> [TASK GOAL]:
Only the lines from the one with "Target: wooden window trim" to the end of the data below should be given again, exactly, with both ends included and pictures omitted.

Coordinate annotation records:
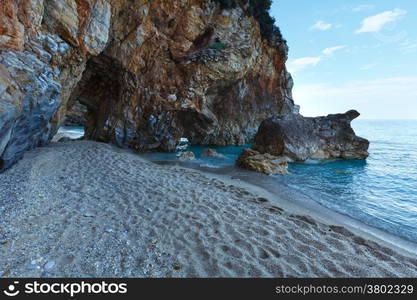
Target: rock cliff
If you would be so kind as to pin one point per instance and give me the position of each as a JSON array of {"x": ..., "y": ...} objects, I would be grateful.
[
  {"x": 149, "y": 72},
  {"x": 297, "y": 138}
]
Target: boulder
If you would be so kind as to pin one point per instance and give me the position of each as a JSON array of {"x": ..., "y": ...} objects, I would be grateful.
[
  {"x": 263, "y": 163},
  {"x": 131, "y": 64},
  {"x": 186, "y": 155},
  {"x": 299, "y": 138},
  {"x": 211, "y": 153}
]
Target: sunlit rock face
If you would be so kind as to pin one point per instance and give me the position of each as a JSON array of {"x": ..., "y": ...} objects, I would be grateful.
[
  {"x": 149, "y": 72},
  {"x": 298, "y": 138}
]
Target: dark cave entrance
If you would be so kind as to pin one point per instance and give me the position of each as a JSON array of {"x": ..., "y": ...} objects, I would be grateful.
[{"x": 96, "y": 96}]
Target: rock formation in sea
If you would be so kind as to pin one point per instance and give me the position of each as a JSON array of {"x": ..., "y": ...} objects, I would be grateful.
[
  {"x": 266, "y": 163},
  {"x": 297, "y": 138},
  {"x": 149, "y": 72}
]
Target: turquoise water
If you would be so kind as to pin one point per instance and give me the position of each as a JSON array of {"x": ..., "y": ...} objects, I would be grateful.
[{"x": 380, "y": 191}]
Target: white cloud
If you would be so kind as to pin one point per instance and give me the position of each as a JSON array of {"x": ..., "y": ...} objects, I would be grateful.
[
  {"x": 302, "y": 63},
  {"x": 312, "y": 61},
  {"x": 377, "y": 22},
  {"x": 364, "y": 7},
  {"x": 329, "y": 51},
  {"x": 382, "y": 98},
  {"x": 321, "y": 25},
  {"x": 368, "y": 66},
  {"x": 408, "y": 47}
]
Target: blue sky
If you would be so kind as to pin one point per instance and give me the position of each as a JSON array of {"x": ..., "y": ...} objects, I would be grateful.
[{"x": 348, "y": 54}]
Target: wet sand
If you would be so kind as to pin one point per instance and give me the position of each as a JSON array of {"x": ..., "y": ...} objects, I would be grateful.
[{"x": 81, "y": 209}]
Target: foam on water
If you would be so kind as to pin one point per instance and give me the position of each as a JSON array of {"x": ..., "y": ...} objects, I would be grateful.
[{"x": 380, "y": 191}]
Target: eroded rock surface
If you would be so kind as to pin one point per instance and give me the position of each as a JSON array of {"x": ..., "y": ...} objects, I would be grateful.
[
  {"x": 299, "y": 138},
  {"x": 150, "y": 72}
]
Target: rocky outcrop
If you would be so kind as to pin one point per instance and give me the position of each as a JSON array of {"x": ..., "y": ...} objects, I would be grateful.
[
  {"x": 209, "y": 152},
  {"x": 186, "y": 155},
  {"x": 299, "y": 138},
  {"x": 149, "y": 72},
  {"x": 263, "y": 163}
]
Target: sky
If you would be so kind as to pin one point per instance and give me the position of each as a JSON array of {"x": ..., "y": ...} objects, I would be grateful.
[{"x": 352, "y": 54}]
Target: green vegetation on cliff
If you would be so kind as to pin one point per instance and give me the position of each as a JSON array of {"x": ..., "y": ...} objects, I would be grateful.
[{"x": 259, "y": 9}]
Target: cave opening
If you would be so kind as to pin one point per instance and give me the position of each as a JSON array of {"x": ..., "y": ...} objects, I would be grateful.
[{"x": 93, "y": 100}]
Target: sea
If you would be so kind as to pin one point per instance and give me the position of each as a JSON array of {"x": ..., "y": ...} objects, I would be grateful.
[{"x": 380, "y": 191}]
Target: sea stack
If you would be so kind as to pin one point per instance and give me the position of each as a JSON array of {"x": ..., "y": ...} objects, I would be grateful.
[
  {"x": 298, "y": 138},
  {"x": 149, "y": 73}
]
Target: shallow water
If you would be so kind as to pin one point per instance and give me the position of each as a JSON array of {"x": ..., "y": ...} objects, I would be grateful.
[{"x": 380, "y": 191}]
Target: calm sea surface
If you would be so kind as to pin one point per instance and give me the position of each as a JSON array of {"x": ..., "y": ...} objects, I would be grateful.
[{"x": 380, "y": 191}]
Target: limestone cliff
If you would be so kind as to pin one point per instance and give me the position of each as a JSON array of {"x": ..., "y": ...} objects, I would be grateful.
[{"x": 149, "y": 72}]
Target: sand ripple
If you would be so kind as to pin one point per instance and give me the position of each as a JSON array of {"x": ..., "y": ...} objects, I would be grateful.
[{"x": 97, "y": 211}]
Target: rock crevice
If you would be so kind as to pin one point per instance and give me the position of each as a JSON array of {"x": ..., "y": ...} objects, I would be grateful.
[{"x": 150, "y": 72}]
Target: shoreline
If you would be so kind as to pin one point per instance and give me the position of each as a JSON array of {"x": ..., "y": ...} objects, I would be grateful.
[
  {"x": 303, "y": 204},
  {"x": 81, "y": 209}
]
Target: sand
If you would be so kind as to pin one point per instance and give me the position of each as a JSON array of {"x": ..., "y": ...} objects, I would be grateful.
[{"x": 81, "y": 209}]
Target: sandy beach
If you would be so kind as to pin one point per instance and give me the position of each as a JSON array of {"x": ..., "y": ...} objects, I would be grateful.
[{"x": 86, "y": 209}]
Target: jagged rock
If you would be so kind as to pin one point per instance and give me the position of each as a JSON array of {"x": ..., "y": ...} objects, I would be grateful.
[
  {"x": 64, "y": 139},
  {"x": 124, "y": 60},
  {"x": 299, "y": 138},
  {"x": 263, "y": 163},
  {"x": 186, "y": 155},
  {"x": 211, "y": 153}
]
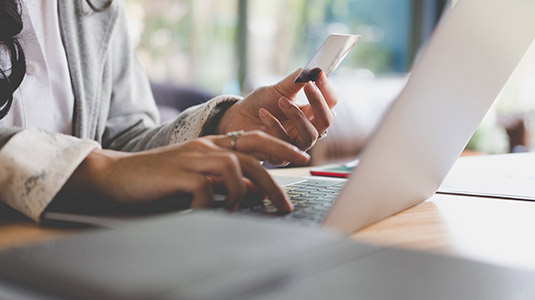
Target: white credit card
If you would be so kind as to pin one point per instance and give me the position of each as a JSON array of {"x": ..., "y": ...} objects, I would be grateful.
[{"x": 329, "y": 56}]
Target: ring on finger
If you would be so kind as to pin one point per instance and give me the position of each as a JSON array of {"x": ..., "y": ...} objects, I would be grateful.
[{"x": 234, "y": 135}]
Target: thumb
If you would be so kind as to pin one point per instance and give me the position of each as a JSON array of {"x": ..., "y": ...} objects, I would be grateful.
[{"x": 287, "y": 87}]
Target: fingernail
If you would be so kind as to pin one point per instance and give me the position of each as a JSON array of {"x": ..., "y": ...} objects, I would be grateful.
[
  {"x": 262, "y": 113},
  {"x": 312, "y": 86},
  {"x": 285, "y": 103}
]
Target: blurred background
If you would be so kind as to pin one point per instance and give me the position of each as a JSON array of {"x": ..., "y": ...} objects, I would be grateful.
[{"x": 233, "y": 46}]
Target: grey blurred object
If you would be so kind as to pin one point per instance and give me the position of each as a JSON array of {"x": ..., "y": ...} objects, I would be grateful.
[
  {"x": 208, "y": 255},
  {"x": 171, "y": 99}
]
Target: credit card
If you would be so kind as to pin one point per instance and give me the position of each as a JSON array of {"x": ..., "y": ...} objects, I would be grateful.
[{"x": 329, "y": 56}]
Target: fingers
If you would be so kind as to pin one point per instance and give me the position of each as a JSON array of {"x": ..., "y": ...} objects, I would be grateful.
[
  {"x": 306, "y": 132},
  {"x": 287, "y": 87},
  {"x": 264, "y": 182},
  {"x": 327, "y": 90},
  {"x": 273, "y": 125},
  {"x": 323, "y": 116},
  {"x": 261, "y": 145},
  {"x": 224, "y": 165},
  {"x": 198, "y": 185}
]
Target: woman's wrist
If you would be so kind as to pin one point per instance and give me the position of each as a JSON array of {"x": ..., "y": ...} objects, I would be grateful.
[{"x": 90, "y": 176}]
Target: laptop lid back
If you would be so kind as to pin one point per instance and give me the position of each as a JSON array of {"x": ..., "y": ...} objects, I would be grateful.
[{"x": 466, "y": 63}]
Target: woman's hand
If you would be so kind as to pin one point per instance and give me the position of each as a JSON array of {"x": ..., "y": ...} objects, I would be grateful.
[
  {"x": 272, "y": 109},
  {"x": 197, "y": 167}
]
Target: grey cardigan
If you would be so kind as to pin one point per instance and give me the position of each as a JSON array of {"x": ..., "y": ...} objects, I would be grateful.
[{"x": 114, "y": 109}]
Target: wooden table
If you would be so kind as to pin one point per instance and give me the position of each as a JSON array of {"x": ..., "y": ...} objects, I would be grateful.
[{"x": 485, "y": 229}]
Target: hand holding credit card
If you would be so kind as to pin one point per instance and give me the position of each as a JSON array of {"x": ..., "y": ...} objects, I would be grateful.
[{"x": 328, "y": 57}]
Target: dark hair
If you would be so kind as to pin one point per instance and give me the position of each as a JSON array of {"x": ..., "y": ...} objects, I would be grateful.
[{"x": 10, "y": 27}]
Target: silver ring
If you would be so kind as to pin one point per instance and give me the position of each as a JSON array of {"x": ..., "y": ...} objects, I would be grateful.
[
  {"x": 234, "y": 135},
  {"x": 323, "y": 135}
]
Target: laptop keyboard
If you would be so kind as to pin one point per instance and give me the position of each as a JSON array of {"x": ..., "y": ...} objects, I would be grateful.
[{"x": 312, "y": 200}]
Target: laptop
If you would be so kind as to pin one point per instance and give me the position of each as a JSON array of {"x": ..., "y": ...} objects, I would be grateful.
[
  {"x": 457, "y": 77},
  {"x": 466, "y": 63}
]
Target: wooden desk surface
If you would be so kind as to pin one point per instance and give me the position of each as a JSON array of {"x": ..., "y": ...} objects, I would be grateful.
[{"x": 490, "y": 230}]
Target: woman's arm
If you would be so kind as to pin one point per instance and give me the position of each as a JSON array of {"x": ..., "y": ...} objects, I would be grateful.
[
  {"x": 34, "y": 166},
  {"x": 198, "y": 167}
]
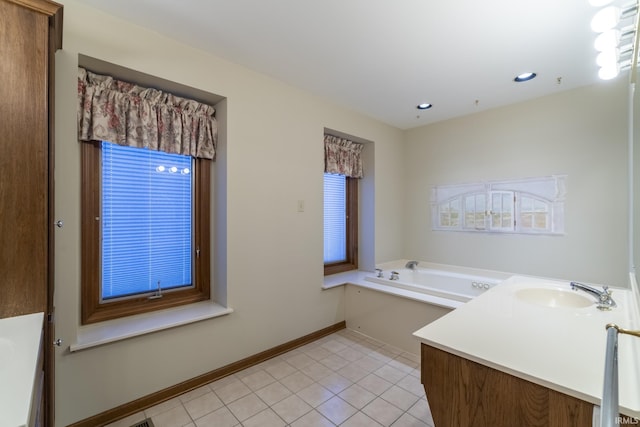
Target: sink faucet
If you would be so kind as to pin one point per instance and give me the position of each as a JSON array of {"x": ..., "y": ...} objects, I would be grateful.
[
  {"x": 603, "y": 297},
  {"x": 411, "y": 265}
]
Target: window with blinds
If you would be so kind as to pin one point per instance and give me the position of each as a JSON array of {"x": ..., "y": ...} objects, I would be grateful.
[
  {"x": 147, "y": 233},
  {"x": 335, "y": 222}
]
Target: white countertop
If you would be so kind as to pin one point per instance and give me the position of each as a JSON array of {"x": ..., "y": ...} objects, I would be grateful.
[
  {"x": 19, "y": 349},
  {"x": 561, "y": 348}
]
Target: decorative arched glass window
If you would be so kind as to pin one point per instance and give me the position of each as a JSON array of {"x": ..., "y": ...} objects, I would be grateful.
[{"x": 527, "y": 206}]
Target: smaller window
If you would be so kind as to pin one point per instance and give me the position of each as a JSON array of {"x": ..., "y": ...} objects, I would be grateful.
[
  {"x": 450, "y": 213},
  {"x": 475, "y": 208},
  {"x": 340, "y": 223}
]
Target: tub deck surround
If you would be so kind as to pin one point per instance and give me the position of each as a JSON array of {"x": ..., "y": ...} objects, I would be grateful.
[
  {"x": 20, "y": 340},
  {"x": 406, "y": 289},
  {"x": 561, "y": 348}
]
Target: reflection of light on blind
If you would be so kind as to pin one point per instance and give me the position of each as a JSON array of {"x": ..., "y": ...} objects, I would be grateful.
[
  {"x": 335, "y": 222},
  {"x": 146, "y": 220}
]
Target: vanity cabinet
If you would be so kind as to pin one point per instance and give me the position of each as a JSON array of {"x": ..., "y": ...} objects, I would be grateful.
[
  {"x": 30, "y": 33},
  {"x": 467, "y": 394}
]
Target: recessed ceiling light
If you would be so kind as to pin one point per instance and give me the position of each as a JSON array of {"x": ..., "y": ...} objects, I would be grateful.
[{"x": 524, "y": 77}]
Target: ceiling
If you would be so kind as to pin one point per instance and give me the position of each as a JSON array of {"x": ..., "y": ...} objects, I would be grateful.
[{"x": 383, "y": 57}]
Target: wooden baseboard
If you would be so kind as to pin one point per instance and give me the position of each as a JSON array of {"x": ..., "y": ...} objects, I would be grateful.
[{"x": 153, "y": 399}]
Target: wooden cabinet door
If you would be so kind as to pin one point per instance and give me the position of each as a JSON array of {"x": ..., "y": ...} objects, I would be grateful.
[
  {"x": 30, "y": 32},
  {"x": 24, "y": 171}
]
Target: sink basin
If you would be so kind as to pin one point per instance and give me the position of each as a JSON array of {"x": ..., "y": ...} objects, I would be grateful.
[{"x": 555, "y": 297}]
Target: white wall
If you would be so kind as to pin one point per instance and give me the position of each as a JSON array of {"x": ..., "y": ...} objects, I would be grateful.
[
  {"x": 274, "y": 157},
  {"x": 581, "y": 133}
]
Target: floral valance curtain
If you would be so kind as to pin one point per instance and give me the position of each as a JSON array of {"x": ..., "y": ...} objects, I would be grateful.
[
  {"x": 342, "y": 156},
  {"x": 131, "y": 115}
]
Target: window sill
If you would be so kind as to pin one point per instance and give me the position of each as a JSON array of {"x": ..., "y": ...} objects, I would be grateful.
[{"x": 120, "y": 329}]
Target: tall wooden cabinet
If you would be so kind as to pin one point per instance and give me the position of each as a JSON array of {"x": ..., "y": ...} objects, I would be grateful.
[{"x": 30, "y": 33}]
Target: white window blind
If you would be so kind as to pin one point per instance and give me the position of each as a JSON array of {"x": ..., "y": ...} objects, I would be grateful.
[
  {"x": 335, "y": 221},
  {"x": 146, "y": 220}
]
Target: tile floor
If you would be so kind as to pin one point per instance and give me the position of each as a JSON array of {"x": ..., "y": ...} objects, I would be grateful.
[{"x": 344, "y": 379}]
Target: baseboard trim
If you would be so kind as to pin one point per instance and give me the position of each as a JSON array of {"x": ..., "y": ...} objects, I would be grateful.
[{"x": 153, "y": 399}]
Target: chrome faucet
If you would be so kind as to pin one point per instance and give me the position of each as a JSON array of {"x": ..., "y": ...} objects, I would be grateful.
[
  {"x": 411, "y": 265},
  {"x": 603, "y": 297}
]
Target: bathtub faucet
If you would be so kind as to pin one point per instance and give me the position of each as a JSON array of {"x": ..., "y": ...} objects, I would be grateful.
[
  {"x": 411, "y": 265},
  {"x": 604, "y": 296}
]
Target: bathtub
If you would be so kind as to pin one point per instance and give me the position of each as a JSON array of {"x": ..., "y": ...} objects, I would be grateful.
[{"x": 450, "y": 285}]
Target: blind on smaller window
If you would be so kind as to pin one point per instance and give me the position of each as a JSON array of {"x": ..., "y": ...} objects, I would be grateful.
[
  {"x": 335, "y": 220},
  {"x": 146, "y": 220}
]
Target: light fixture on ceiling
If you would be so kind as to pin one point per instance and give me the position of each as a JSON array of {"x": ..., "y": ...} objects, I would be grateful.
[
  {"x": 616, "y": 42},
  {"x": 524, "y": 77}
]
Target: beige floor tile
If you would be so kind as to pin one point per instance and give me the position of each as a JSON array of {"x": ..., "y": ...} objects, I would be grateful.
[
  {"x": 421, "y": 411},
  {"x": 350, "y": 354},
  {"x": 317, "y": 352},
  {"x": 220, "y": 418},
  {"x": 353, "y": 372},
  {"x": 412, "y": 384},
  {"x": 291, "y": 408},
  {"x": 195, "y": 393},
  {"x": 399, "y": 397},
  {"x": 312, "y": 419},
  {"x": 280, "y": 370},
  {"x": 403, "y": 364},
  {"x": 300, "y": 360},
  {"x": 258, "y": 379},
  {"x": 174, "y": 417},
  {"x": 350, "y": 379},
  {"x": 316, "y": 371},
  {"x": 266, "y": 418},
  {"x": 336, "y": 410},
  {"x": 370, "y": 364},
  {"x": 315, "y": 394},
  {"x": 129, "y": 421},
  {"x": 246, "y": 407},
  {"x": 360, "y": 419},
  {"x": 375, "y": 384},
  {"x": 296, "y": 381},
  {"x": 390, "y": 373},
  {"x": 162, "y": 407},
  {"x": 334, "y": 362},
  {"x": 202, "y": 405},
  {"x": 273, "y": 393},
  {"x": 407, "y": 420},
  {"x": 232, "y": 391},
  {"x": 334, "y": 345},
  {"x": 382, "y": 411},
  {"x": 335, "y": 382},
  {"x": 357, "y": 396}
]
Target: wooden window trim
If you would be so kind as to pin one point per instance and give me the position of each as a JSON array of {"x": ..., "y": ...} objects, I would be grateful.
[
  {"x": 92, "y": 309},
  {"x": 351, "y": 263}
]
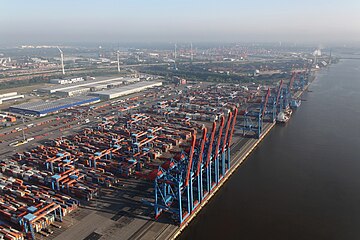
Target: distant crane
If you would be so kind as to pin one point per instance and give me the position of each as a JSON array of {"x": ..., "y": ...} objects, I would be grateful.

> [THE RESPONSE]:
Target: wooden window trim
If you would be so kind as to pin one point per instance and give me the position of each as a JSON array of {"x": ..., "y": ...} objects, I would be grateful.
[
  {"x": 92, "y": 309},
  {"x": 351, "y": 263}
]
Target: distant crane
If you would be so kind as to pin one point per instance and give me the position of each as a JSON array of {"x": ..., "y": ...} objects, I would be grateful.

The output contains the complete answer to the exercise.